• _Aufgabe_: Gib bitte den Abschnitt wortgetreu wieder, der mit der Zeile mit „Could you point out the ski“ beginnt und mit der Zeile mit „<point>165,77</point>“ endet, beide Zeilen eingeschlossen. Lass die Bilder in deiner Antwort weg.

• _Gegebene Daten_:
◇ ◇ ◇ ◇ ◇ ◇ ◇

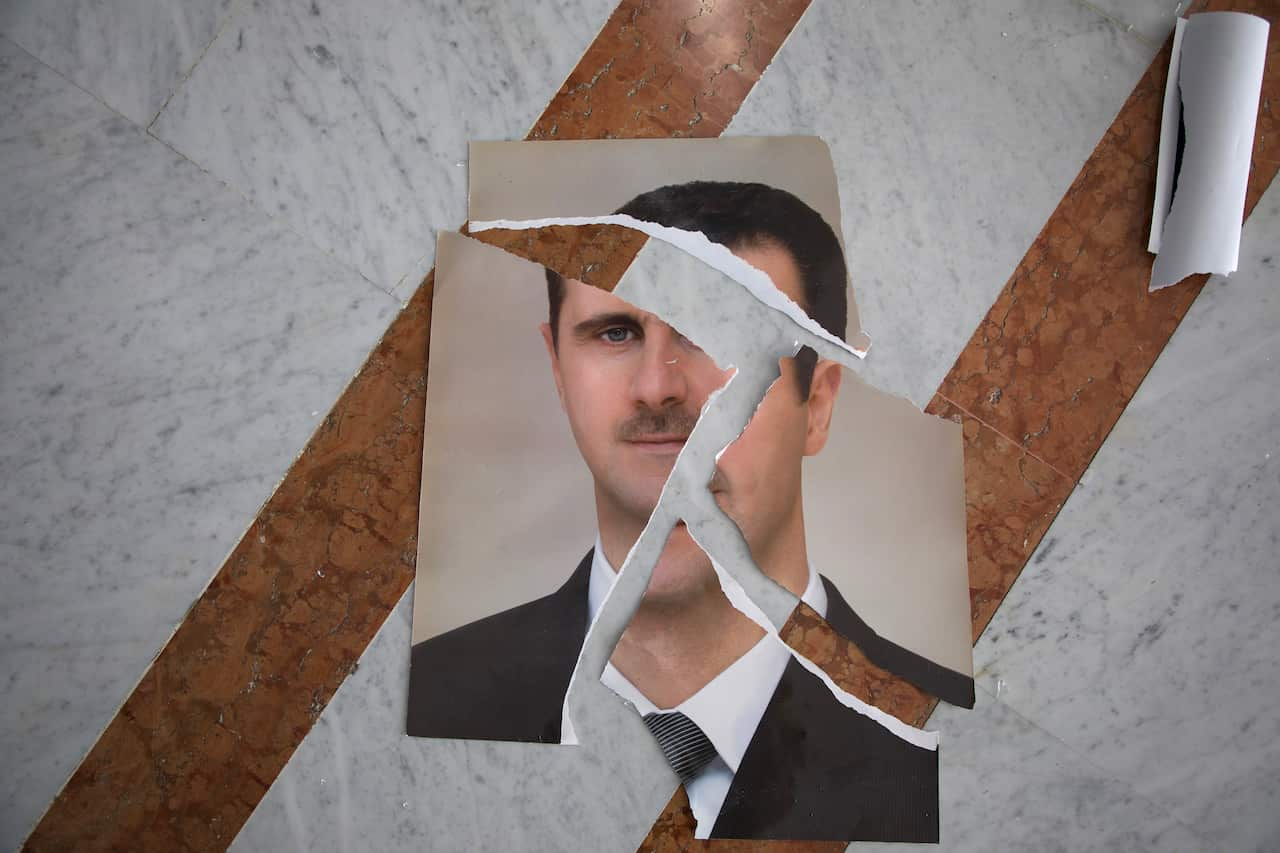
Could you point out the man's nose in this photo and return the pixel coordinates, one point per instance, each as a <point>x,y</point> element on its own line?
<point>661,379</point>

◇ ◇ ◇ ◇ ◇ ◇ ◇

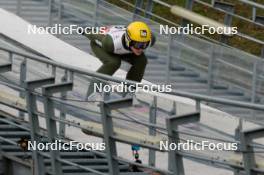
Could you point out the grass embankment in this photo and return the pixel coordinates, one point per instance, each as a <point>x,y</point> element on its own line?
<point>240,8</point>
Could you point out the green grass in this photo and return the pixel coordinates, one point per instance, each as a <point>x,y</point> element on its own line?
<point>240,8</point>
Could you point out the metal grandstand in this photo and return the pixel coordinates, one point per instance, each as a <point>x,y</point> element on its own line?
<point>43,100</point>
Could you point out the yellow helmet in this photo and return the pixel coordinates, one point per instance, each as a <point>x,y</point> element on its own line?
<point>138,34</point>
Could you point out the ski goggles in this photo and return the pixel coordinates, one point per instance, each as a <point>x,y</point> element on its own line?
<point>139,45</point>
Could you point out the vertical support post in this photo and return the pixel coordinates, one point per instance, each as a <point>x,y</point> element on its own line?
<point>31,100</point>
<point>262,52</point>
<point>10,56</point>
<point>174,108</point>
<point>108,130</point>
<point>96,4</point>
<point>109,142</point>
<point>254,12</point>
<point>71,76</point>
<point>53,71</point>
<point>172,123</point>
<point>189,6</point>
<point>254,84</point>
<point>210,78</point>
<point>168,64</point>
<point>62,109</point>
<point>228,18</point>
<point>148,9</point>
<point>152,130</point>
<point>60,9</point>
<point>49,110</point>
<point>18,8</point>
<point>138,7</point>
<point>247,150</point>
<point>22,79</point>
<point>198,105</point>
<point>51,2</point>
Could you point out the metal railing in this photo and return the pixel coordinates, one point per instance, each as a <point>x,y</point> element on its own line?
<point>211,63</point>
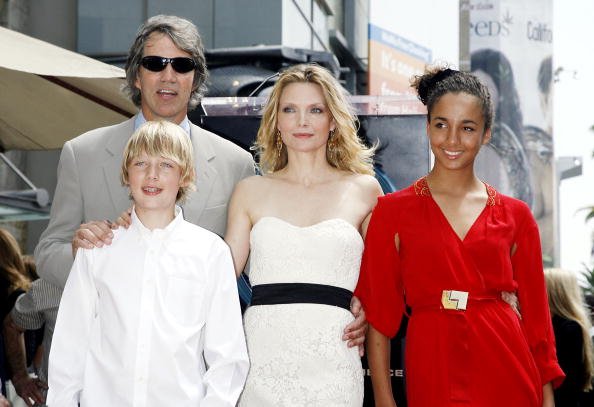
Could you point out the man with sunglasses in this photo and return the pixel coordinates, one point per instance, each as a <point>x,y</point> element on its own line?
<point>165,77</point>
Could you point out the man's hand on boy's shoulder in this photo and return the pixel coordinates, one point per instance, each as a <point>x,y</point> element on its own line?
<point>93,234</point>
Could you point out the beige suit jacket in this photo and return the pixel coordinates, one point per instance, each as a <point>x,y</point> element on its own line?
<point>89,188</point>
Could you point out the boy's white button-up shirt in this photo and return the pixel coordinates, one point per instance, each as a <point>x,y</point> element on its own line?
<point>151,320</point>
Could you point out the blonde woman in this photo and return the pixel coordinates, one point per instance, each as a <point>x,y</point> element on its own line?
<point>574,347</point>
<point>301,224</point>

◇ ◇ ◇ ◇ ◇ ◇ ◇

• _Lösung_:
Could you point out the ski goggles in this photo and return the pixel coordinates, one point per instance, each as a <point>x,y</point> element on its own line?
<point>139,45</point>
Could you point out the vertical support post in this photo and return the pixel coordinates, one point per instance, each as a <point>x,y</point> element on its own line?
<point>31,100</point>
<point>262,52</point>
<point>10,56</point>
<point>174,108</point>
<point>108,130</point>
<point>96,4</point>
<point>109,142</point>
<point>254,12</point>
<point>71,76</point>
<point>53,71</point>
<point>172,123</point>
<point>189,6</point>
<point>254,84</point>
<point>210,78</point>
<point>168,64</point>
<point>62,109</point>
<point>228,18</point>
<point>148,9</point>
<point>152,130</point>
<point>60,9</point>
<point>49,110</point>
<point>18,8</point>
<point>138,7</point>
<point>247,150</point>
<point>22,79</point>
<point>198,105</point>
<point>51,2</point>
Could you point out the metal railing in this photo and return the pixel coordinates, one point per instance, each as a <point>x,y</point> element on its own line?
<point>211,63</point>
Could you point out the man with sunglasses in this photo and return the pixel coordinates, one point per instance, each as a <point>x,y</point> element on its own line?
<point>165,77</point>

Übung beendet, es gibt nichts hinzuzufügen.